## 阅读材料:
§

LeetCode学习（5）Shortest Palindrome（最短回文串）

1.问题描述

Given a string S, you are allowed to convert it to a palindrome by adding characters in front of it. Find and return the shortest palindrome you can find by performing this transformation.

For example:

Given “aacecaaa”, return “aaacecaaa”.

Given “abcd”, return “dcbabcd”.

给定一个字符串，在字符串的前面加入字符，将该字符串变成一个最短的回文字符串，如题目中所示aacecaaa变成最短的回文只需要在前面加上字符a ，得到回文字符串aaacecaaa

2.代码时刻

//c++ VS2013
#include<iostream>
#include<string>
using namespace std;
bool Check(string s, int low, int high)
{
//该函数主要判断从low到high的字符串是否为回文字符串
if (low == high)
return true;
while (low<high)

§

## 所给数据:
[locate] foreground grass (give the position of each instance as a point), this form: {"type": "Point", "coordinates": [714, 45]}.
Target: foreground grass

§

## 练习任务:
1) 请把阅读材料中从“Given a string”开始一直到“performing this transformation.”为止的全部内容原样复制下来。
2) 列出阅读材料中函数Check的所有参数名。
3) 根据阅读材料中的注释，函数Check主要判断什么？

## 参考答案:
1)
Given a string S, you are allowed to convert it to a palindrome by adding characters in front of it. Find and return the shortest palindrome you can find by performing this transformation.

2) s、low、high

3) 判断从low到high的字符串是否为回文字符串。